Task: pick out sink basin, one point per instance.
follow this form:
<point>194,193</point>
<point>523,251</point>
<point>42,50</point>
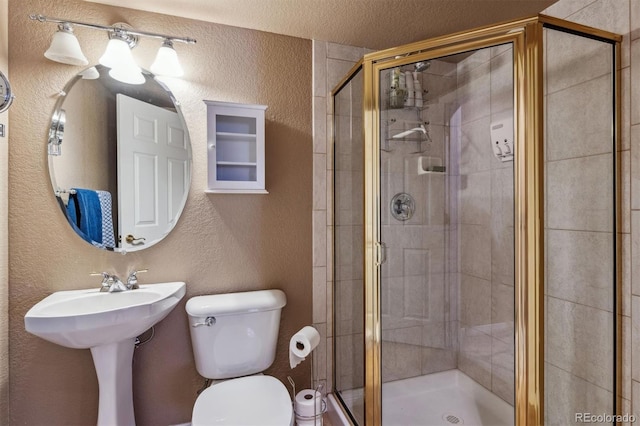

####################

= TASK TO COMPLETE =
Omit the pictures and return exactly the lines from the line containing "<point>194,193</point>" through the final line of the material above, both ends included.

= SOLUTION TO THE EXERCISE =
<point>194,193</point>
<point>523,251</point>
<point>42,50</point>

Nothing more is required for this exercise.